> [Dataset entries]
......

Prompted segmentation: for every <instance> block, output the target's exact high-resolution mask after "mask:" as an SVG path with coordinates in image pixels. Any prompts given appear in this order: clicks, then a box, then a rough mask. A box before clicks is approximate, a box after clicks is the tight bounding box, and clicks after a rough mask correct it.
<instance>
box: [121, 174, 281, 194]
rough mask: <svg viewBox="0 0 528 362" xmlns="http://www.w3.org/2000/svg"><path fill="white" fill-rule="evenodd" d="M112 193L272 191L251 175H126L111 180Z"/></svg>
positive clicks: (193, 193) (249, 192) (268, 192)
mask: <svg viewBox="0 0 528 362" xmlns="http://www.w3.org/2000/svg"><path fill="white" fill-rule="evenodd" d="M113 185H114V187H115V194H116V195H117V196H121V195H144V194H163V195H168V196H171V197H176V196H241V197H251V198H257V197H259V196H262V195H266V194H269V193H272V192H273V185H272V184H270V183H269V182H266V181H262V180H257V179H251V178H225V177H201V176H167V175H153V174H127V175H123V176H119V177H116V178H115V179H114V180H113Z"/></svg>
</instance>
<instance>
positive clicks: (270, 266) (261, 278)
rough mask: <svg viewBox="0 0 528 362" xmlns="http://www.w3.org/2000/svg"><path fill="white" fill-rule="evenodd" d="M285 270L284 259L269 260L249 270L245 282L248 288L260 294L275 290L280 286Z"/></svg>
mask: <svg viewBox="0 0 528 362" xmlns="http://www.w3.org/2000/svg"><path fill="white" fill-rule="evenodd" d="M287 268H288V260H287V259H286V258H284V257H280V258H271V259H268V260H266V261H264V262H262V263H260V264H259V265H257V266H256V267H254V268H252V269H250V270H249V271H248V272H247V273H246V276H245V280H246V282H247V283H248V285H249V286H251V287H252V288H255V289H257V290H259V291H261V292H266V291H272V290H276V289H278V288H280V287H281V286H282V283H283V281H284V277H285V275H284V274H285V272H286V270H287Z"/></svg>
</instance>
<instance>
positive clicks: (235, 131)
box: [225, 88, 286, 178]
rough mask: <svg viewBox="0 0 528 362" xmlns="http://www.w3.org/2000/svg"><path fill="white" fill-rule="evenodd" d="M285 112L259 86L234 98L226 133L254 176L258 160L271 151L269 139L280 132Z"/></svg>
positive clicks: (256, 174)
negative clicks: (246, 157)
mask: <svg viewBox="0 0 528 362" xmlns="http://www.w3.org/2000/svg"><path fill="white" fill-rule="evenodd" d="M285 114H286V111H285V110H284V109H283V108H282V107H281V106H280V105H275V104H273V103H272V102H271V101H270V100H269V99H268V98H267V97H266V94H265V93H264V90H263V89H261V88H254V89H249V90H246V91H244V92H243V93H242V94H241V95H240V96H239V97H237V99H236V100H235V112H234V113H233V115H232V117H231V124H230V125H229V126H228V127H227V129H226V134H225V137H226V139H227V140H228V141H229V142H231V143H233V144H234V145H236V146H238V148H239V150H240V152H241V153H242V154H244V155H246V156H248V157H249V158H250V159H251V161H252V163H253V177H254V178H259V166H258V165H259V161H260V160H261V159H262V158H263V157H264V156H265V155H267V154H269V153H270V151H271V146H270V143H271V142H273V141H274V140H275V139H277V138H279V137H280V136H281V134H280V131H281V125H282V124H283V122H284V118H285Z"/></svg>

......

> [Exercise details]
Out of the listing above, reproduce exactly the lines from the one with "270L284 259L269 260L249" up to and including the one with "box: [225, 88, 286, 178]".

> [Result below]
rough mask: <svg viewBox="0 0 528 362" xmlns="http://www.w3.org/2000/svg"><path fill="white" fill-rule="evenodd" d="M285 270L284 259L269 260L249 270L245 282L248 288L260 294L275 290L280 286Z"/></svg>
mask: <svg viewBox="0 0 528 362" xmlns="http://www.w3.org/2000/svg"><path fill="white" fill-rule="evenodd" d="M287 268H288V260H287V259H286V258H284V257H280V258H271V259H268V260H266V261H264V262H262V263H260V264H259V265H257V266H256V267H254V268H252V269H250V270H249V271H248V272H247V273H246V276H245V280H246V282H247V283H248V285H249V286H251V287H252V288H255V289H257V290H259V291H261V292H266V291H272V290H276V289H278V288H280V287H281V286H282V283H283V281H284V277H285V275H284V274H285V272H286V270H287Z"/></svg>
</instance>
<instance>
positive clicks: (235, 131)
box: [225, 88, 286, 178]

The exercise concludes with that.